→ Saved entries:
____

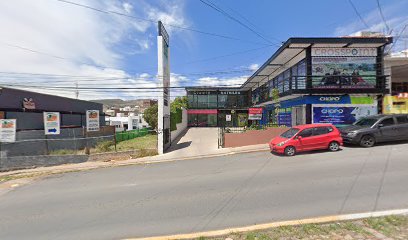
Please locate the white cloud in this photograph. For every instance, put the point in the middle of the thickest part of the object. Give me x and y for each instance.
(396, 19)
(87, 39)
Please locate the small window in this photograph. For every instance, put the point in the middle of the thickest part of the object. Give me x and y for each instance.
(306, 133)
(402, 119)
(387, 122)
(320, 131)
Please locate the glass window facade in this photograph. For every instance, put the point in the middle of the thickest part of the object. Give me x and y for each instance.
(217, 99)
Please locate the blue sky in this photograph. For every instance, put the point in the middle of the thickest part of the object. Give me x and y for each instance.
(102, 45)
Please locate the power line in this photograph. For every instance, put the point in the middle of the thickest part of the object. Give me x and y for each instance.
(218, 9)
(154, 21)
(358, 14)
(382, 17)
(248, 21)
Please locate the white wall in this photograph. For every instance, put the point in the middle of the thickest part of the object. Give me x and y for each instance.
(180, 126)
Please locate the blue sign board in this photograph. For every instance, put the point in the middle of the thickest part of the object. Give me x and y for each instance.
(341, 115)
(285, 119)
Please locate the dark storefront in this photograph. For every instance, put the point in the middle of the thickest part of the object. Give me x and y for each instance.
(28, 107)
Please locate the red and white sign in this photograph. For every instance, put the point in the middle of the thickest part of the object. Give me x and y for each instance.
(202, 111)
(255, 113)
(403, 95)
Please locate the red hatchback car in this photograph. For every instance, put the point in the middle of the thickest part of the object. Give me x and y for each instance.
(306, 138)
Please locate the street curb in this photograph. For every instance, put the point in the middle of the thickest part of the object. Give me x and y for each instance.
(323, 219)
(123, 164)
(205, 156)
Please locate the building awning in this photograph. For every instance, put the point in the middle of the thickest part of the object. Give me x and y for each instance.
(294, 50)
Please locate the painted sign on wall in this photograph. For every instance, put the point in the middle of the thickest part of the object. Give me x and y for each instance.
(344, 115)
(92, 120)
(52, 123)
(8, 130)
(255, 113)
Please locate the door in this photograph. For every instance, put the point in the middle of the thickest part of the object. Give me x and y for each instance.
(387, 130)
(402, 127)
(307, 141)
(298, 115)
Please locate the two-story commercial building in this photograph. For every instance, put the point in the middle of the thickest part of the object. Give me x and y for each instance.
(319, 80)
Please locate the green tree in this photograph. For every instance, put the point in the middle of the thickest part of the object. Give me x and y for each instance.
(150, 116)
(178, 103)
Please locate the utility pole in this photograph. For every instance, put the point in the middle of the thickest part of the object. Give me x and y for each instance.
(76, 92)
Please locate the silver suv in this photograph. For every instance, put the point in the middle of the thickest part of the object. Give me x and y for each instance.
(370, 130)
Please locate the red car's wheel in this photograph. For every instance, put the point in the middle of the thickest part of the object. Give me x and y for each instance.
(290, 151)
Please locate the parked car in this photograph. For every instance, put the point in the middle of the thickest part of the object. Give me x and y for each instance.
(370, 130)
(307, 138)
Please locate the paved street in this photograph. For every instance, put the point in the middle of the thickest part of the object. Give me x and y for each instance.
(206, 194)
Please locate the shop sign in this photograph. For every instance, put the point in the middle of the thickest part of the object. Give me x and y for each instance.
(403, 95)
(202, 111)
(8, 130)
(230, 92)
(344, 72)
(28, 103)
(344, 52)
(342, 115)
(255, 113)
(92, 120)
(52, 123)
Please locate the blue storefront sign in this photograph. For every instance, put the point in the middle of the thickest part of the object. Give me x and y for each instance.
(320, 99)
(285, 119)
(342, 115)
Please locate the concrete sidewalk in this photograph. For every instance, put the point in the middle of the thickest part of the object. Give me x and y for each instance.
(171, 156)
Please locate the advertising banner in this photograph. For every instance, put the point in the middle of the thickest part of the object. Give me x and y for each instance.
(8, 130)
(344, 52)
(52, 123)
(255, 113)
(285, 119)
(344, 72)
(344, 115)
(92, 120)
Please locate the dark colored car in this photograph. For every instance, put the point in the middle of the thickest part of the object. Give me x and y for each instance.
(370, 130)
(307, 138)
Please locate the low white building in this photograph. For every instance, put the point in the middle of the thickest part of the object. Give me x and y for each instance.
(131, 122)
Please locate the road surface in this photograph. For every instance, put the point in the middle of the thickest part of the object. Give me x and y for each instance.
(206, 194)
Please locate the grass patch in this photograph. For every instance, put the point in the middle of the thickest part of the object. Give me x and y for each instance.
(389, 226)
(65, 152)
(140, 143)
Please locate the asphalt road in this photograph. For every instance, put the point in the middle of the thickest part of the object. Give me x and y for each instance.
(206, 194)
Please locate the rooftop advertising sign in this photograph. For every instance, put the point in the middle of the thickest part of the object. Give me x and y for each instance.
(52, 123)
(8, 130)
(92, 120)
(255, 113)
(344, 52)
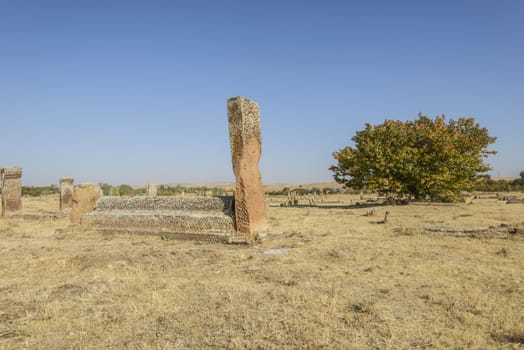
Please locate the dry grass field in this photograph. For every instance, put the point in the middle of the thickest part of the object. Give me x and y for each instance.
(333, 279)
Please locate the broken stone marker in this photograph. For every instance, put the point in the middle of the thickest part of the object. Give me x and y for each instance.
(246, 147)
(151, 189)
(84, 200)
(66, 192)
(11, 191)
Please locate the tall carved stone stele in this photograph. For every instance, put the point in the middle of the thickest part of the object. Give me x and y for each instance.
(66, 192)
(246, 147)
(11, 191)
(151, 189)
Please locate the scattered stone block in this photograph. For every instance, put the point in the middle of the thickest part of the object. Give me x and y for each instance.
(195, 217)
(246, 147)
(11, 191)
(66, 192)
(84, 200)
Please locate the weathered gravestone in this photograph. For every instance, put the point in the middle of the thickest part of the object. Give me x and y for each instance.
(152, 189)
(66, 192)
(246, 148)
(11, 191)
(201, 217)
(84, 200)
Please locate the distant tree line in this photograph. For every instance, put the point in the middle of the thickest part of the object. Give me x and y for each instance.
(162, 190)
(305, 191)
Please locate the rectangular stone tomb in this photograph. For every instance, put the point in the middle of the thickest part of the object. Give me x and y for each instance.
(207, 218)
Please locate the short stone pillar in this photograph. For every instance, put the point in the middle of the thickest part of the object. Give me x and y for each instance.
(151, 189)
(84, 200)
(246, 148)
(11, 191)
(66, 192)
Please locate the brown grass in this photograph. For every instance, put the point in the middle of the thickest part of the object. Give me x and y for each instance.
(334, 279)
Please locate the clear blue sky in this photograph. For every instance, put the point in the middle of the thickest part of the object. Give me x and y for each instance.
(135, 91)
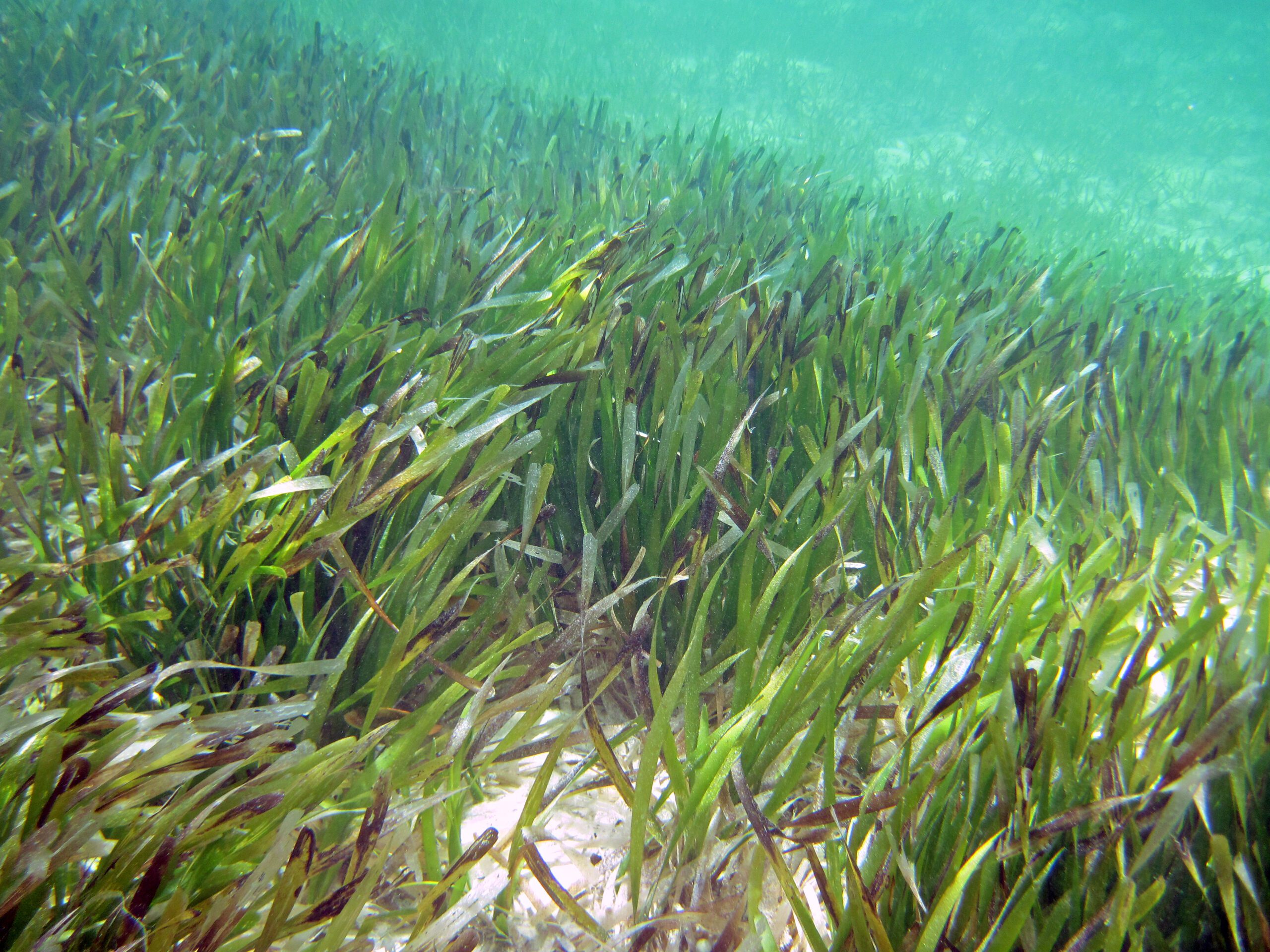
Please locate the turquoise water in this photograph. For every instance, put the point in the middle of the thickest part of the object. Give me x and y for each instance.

____

→ PROBLEM STATEMENT: Please give the records again word for word, omitting all images.

→ RESULT:
Please locate the white cloud in this photograph. For every instance, put the point in the middle of the thickest part of the object. Give me x and y for each instance.
(396, 19)
(87, 39)
Please locate the small window in this photograph. For every instance, put the point in the middle of the thickest part of the object. Give me x and y for each instance.
(306, 133)
(402, 119)
(387, 122)
(320, 131)
Please locate the glass window facade in this photograph. For every instance, put the point in the middle of the thickest part of the object. Give me x and y for each instance.
(217, 99)
Please locate the blue sky in this photograph. For every instance, put the point in the middle of the thickest part of the object. Give me x and y for each instance.
(102, 45)
Please locate the power line in this photograph. For every instance, put the point in the middle of the thickest part of the object. Give me x and y for each instance.
(218, 9)
(154, 21)
(358, 14)
(382, 17)
(248, 21)
Please locate the white wall in this photograph. For every instance, put the point in the middle of the thickest part of the object. Give me x and y for each instance.
(180, 126)
Please locate the blue sign board in this photograph. For every instance, put the point in the middle of the thickest part of the object. Give me x and y for each instance.
(341, 115)
(285, 119)
Please locate the dark storefront in this photograph. For every instance, put the point in the middle of the thickest part of the object. Give me x and y for each instance.
(28, 107)
Please locate the red and white sign in this photograph. For every instance, put the point in the middle of the thickest part of the object. Give me x and y for each instance.
(202, 111)
(255, 113)
(403, 95)
Please locate the red hatchback car in this photograph. For every instance, put the point in the middle of the thickest part of the object. Give me x and y for each instance.
(306, 138)
Please locate the street curb in this photograph. For every instance, put the point in the middle of the thickest part of the object. Give me x and y for each instance.
(323, 219)
(123, 164)
(205, 156)
Please locate the building awning in this photograph. For every instance, put the point in the middle of the thickest part of the object. Give me x and y for each instance.
(294, 50)
Please locate the painted sign on wall in this photograph. For every instance, put the point in the middle of the thickest part of the object. Give me x and y for each instance.
(344, 115)
(92, 120)
(52, 123)
(8, 130)
(255, 113)
Please locate the door in this photograph. For every instance, put the point in the middle of the thickest part of the object. Give me x and y for each instance.
(387, 130)
(402, 127)
(307, 141)
(298, 115)
Please locate the two-story commercial building in this photograph. For every instance, put the point in the middle of the thickest part of the object. Give me x and y for each instance.
(319, 80)
Please locate the green tree in this photograph. For every instance, put the point in the middle of the thickest part of the object. Give me x and y for each instance.
(150, 116)
(178, 103)
Please locate the utility pole in this photograph. For every instance, put the point in the middle of the thickest part of the object. Give me x and y for each instance.
(76, 92)
Please locate the silver suv in this photograph. For every instance, put the point in the middle of the thickest part of the object. Give me x and y for each instance.
(370, 130)
Please locate the red car's wheel in this photograph. For every instance, put the point in the middle of the thickest part of the object. Give me x and y for each instance.
(290, 151)
Please locate the parked car in this photograph. For every instance, put the point in the middle of the thickest part of the object. Give me x and y for each instance.
(370, 130)
(307, 138)
Please locate the paved street in this photograph. For every instance, put the point in the middle of the thickest part of the object. Give me x and y for each instance.
(206, 194)
Please locate the shop sign in this photograph. For every instance, put the point in the middle of the thickest part of the object. Give me x and y for each instance.
(403, 95)
(202, 111)
(8, 130)
(230, 92)
(344, 72)
(28, 103)
(344, 52)
(342, 115)
(255, 113)
(92, 120)
(52, 123)
Please locate the blue storefront sign in this photograph. For every instance, put the point in the middle of the thickest part of the object. Give me x and y for each instance.
(320, 99)
(285, 119)
(342, 115)
Please locate the concrete sidewalk in this photograph. For every instance, put the point in the middle of the thickest part of the object. Give me x and y for each instance.
(171, 156)
Please locate the advertising banner in this photograph. For every instance, put the point in the middle of the thickest part of the object. Give me x and y for each instance.
(8, 130)
(344, 52)
(52, 123)
(255, 113)
(285, 119)
(344, 72)
(344, 115)
(92, 120)
Please locate the dark colored car in this photograph. For every instance, put the point in the middle of the thickest part of the object. Give me x and y for each instance.
(370, 130)
(307, 138)
Please locate the low white building in this photograph. For every instance, put the point in the middle of the thickest part of the object. Give me x and y for each instance.
(131, 122)
Please locate the road surface in this photograph. For every instance, put the point in the middle of the thickest part of the object. Give me x and y for each instance.
(206, 194)
Please locate the grass patch in this photograph. For every instance, put the point in the middle of the thickest part of the object. Give me x and y for each instance.
(389, 226)
(65, 152)
(140, 143)
Please locate the asphalt road in this photograph. For every instance, put the point in the middle of the thickest part of the object. Give me x and y for each instance.
(206, 194)
Please locate the rooftop advertising sign in this photograph. For every instance, put the point in the middle of the thickest part of the object. Give me x and y for each instance.
(52, 123)
(8, 130)
(92, 120)
(255, 113)
(344, 52)
Please locate the dry grass field in this photograph. For every instance, put the point in the middle of the thickest part of the object. Give me x and y for each instance.
(333, 279)
Please locate the broken stone marker in this photograph. For every instance, put the point in the middle of the thickest part of the object. Give me x and y for each instance.
(246, 147)
(151, 189)
(84, 200)
(66, 192)
(11, 191)
Please locate the tall carved stone stele in this photograph. For every instance, put the point in the middle of the thickest part of the object. Give me x and y for each instance.
(66, 192)
(246, 147)
(11, 191)
(151, 189)
Please locate the scattered stone block in this photograph. For every instance, put the point in the middle of the thickest part of the object. Give me x and y for each instance.
(195, 217)
(246, 147)
(11, 191)
(66, 192)
(84, 200)
Please locate the weathered gravestone in this photograph. For every instance, put the point in the middle of the thickest part of the object. Give me x and y for each instance.
(152, 189)
(66, 192)
(246, 148)
(11, 191)
(201, 217)
(84, 200)
Please locate the distant tree line in this photograph. For every instance, put the point in the middle of the thickest part of the object. Give me x and y for each instance.
(162, 190)
(305, 191)
Please locate the rectangular stone tomb in this photograph. For every instance, put the point in the middle of the thickest part of the object. Give me x and y for each instance.
(207, 218)
Please locate the short stone pillar in this photograph. For every instance, put the point in the middle of the thickest part of the object. Give me x and y for each instance.
(151, 189)
(84, 200)
(246, 148)
(11, 191)
(66, 192)
Please locate the brown grass in this photograph. For every instance, put the point in the middle of the thickest part of the object. Give me x and y for each instance.
(334, 279)
Please locate the clear blue sky in this photograph. For every instance, put the point in the middle of the thickest part of the object. Give me x and y for each instance.
(135, 91)
Please locate the turquoise water in this photograph. For every instance, put the point in the middle of the thickest part of the object. Give me x and y for each instance.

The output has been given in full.